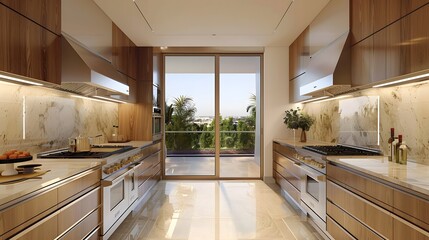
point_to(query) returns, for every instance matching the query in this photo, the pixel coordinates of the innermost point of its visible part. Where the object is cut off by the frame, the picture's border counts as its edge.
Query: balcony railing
(203, 142)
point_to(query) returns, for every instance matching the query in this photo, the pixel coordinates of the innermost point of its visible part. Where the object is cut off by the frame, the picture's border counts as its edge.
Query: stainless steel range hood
(329, 72)
(86, 73)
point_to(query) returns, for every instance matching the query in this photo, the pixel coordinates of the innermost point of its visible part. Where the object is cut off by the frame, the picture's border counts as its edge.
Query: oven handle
(317, 176)
(114, 179)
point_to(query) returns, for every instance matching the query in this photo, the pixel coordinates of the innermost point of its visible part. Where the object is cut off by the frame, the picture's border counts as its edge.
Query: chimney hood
(86, 73)
(329, 70)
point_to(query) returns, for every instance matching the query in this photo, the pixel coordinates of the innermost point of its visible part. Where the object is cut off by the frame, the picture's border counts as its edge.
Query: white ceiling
(212, 23)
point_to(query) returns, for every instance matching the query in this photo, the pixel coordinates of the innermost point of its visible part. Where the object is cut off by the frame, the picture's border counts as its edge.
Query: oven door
(313, 193)
(156, 127)
(115, 199)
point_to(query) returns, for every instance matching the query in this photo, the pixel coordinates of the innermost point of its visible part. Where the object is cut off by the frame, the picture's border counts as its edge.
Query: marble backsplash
(37, 119)
(403, 108)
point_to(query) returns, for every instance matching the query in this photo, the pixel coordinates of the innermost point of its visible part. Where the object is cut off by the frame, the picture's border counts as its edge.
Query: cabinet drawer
(77, 210)
(412, 208)
(405, 230)
(336, 231)
(23, 212)
(373, 216)
(347, 222)
(289, 188)
(288, 164)
(284, 150)
(292, 179)
(45, 229)
(85, 227)
(370, 189)
(79, 184)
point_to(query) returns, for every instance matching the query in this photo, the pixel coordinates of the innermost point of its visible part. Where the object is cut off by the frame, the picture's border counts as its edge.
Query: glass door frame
(216, 176)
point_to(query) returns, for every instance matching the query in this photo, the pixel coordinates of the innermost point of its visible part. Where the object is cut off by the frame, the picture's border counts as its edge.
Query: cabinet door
(299, 55)
(28, 49)
(362, 60)
(46, 13)
(361, 20)
(418, 39)
(405, 230)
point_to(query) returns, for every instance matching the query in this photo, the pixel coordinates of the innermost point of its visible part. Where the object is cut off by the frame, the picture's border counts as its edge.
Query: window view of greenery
(188, 134)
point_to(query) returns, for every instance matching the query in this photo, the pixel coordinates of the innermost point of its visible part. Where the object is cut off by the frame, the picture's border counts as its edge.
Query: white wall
(276, 99)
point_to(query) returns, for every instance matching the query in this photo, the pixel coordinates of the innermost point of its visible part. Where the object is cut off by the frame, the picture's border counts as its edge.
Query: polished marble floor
(230, 166)
(218, 210)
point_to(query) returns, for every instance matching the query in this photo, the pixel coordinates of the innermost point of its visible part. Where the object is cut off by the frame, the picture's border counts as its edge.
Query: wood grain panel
(46, 13)
(22, 212)
(28, 49)
(72, 188)
(404, 230)
(336, 231)
(362, 60)
(353, 226)
(368, 188)
(366, 212)
(85, 227)
(361, 20)
(75, 211)
(47, 229)
(412, 208)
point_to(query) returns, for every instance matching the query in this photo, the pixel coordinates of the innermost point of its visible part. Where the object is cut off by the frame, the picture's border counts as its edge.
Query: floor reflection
(206, 210)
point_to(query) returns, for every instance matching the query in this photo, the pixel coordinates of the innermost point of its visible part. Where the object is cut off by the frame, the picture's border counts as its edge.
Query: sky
(235, 92)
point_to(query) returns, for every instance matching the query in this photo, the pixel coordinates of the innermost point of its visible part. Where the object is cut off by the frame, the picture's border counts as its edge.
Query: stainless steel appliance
(119, 183)
(312, 160)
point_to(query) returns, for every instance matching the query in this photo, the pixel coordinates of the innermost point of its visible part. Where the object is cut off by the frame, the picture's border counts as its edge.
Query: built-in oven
(313, 195)
(116, 197)
(156, 126)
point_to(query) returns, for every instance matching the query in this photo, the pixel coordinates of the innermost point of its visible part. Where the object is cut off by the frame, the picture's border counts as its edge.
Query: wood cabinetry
(356, 205)
(27, 48)
(46, 13)
(52, 213)
(135, 120)
(124, 56)
(149, 170)
(389, 39)
(286, 173)
(299, 55)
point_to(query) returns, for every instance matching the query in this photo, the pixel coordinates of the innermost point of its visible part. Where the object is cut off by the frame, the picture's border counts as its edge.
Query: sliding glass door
(212, 116)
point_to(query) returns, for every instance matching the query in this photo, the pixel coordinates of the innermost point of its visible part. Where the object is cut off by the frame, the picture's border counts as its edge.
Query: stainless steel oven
(156, 126)
(116, 197)
(313, 195)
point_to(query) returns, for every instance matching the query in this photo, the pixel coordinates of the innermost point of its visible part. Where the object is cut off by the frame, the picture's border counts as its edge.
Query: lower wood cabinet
(356, 207)
(69, 210)
(28, 49)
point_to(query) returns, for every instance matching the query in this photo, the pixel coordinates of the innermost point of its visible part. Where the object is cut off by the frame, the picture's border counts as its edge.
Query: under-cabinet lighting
(402, 80)
(19, 80)
(110, 99)
(314, 99)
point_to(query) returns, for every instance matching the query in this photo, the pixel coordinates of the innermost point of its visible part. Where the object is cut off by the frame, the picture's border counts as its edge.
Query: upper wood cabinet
(46, 13)
(27, 48)
(124, 56)
(299, 55)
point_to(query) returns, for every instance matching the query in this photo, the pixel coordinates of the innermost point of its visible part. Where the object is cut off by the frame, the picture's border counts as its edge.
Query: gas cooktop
(340, 150)
(96, 152)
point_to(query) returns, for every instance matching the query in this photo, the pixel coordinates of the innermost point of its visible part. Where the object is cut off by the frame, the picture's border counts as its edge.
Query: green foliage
(190, 135)
(295, 119)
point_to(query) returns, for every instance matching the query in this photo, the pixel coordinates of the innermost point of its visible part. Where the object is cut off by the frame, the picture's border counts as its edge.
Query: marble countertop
(58, 171)
(297, 143)
(413, 175)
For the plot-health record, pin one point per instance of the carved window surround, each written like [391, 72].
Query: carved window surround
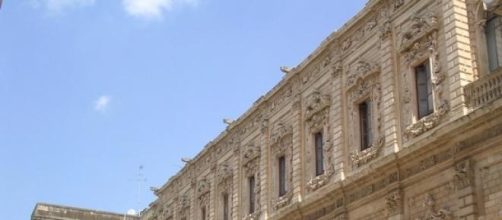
[281, 142]
[251, 165]
[317, 118]
[224, 184]
[363, 84]
[419, 43]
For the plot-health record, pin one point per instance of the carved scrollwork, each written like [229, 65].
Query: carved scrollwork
[280, 132]
[203, 187]
[428, 122]
[419, 27]
[252, 152]
[360, 71]
[433, 213]
[393, 203]
[223, 172]
[184, 202]
[360, 158]
[463, 175]
[283, 201]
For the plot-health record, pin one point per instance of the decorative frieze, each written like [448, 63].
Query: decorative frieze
[428, 122]
[359, 158]
[393, 203]
[360, 71]
[463, 177]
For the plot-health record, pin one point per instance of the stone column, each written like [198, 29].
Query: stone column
[463, 180]
[458, 56]
[388, 116]
[263, 170]
[336, 117]
[298, 151]
[236, 183]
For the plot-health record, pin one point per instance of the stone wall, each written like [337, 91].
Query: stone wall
[446, 165]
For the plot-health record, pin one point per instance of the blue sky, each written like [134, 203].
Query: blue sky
[92, 89]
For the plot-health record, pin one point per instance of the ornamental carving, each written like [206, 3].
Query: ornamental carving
[223, 172]
[385, 29]
[257, 190]
[280, 132]
[282, 145]
[360, 158]
[419, 42]
[184, 202]
[417, 29]
[252, 152]
[361, 70]
[317, 182]
[283, 201]
[428, 122]
[432, 212]
[203, 187]
[317, 110]
[463, 175]
[367, 87]
[393, 203]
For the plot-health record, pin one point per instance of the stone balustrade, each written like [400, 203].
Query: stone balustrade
[483, 91]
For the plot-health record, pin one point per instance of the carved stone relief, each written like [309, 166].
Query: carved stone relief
[367, 86]
[316, 112]
[432, 212]
[463, 177]
[419, 41]
[282, 145]
[251, 166]
[316, 115]
[393, 203]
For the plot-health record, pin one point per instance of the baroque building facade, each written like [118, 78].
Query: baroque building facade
[397, 115]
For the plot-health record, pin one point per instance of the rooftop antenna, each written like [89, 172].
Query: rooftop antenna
[140, 178]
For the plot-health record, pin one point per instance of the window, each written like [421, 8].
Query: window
[282, 176]
[225, 207]
[423, 81]
[252, 195]
[365, 124]
[203, 213]
[493, 32]
[319, 163]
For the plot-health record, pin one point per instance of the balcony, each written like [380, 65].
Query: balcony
[484, 91]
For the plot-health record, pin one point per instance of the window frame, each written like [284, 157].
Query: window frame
[319, 153]
[420, 94]
[252, 194]
[365, 124]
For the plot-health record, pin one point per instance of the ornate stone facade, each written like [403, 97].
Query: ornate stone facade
[444, 165]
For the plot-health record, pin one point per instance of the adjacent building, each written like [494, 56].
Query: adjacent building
[397, 115]
[56, 212]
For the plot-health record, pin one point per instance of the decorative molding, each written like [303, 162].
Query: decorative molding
[283, 201]
[203, 187]
[433, 213]
[360, 71]
[319, 181]
[427, 123]
[463, 177]
[418, 28]
[393, 203]
[367, 86]
[280, 132]
[359, 158]
[317, 110]
[223, 172]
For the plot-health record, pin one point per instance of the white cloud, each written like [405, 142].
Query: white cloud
[58, 6]
[152, 9]
[101, 104]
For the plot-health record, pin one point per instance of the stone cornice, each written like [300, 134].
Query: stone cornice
[289, 78]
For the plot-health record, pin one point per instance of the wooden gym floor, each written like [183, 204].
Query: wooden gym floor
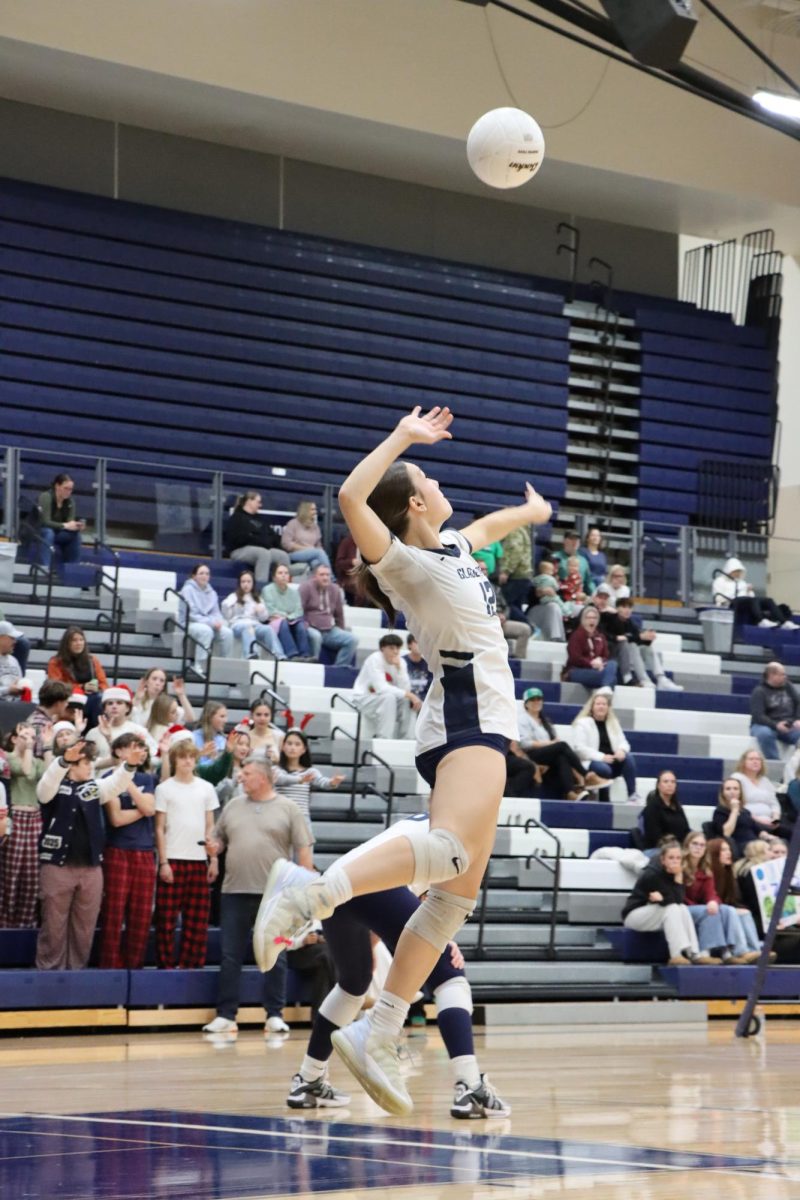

□ □ □ □ □ □ □

** What is being asked **
Report every line containing the string "wooden" in the material.

** Answer box **
For the plot-health record, pin one point per instance of the wooden gym floor, each written like [183, 204].
Query: wooden gym floor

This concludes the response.